In the first two articles in this series ("Relational to Dimensional," June 2000, and "Building a Cube from a Dimensional Database," October 2000), I described a simple solution to provide reporting and analysis for the fictitious Northwind Traders Company. The solution included creating a new database designed for querying, loading the database from the relational Northwind database, and using SQL Server 2000 Analysis Services to create an OLAP cube. This article completes the series by describing the steps you need to take to periodically refresh the data in the data mart so that you can reload the entire data set without updating the data from the source database.

Changing Dimensions
The dimensional, or star schema, database created for reporting and analyzing sales information across your company has dimensions for suppliers, products, employees, customers, and time, as Figure 1 shows. Except for time, this data changes as business parties begin or end relations with Northwind Traders. Depending on analysis requirements, a variety of rules could apply to these changes. New customers, suppliers, products, and employees are relatively easy to handle. You add them to the dimension tables so that you can capture related transactions in the fact table. When these business parties aren't in the picture, the rules can be more troublesome.

An easy solution to changing dimensions is to ignore those dimension members that go away and delete them and their facts, but this approach skews history. A product that Northwind Traders discontinued still has sales numbers for the time that the company sold the product, and this history factors into the numbers for the product's parents in the product dimension hierarchy.

_Dataset extract_.
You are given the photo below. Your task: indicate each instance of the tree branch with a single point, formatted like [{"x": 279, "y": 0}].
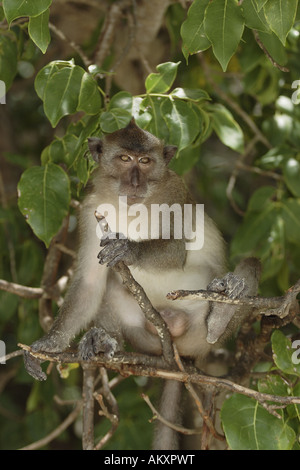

_Task objective_.
Reproduce the part of the Northwind data mart article that begins at the words "An easy solution" and stops after the words "product dimension hierarchy.".

_Completed exercise_.
An easy solution to changing dimensions is to ignore those dimension members that go away and delete them and their facts, but this approach skews history. A product that Northwind Traders discontinued still has sales numbers for the time that the company sold the product, and this history factors into the numbers for the product's parents in the product dimension hierarchy.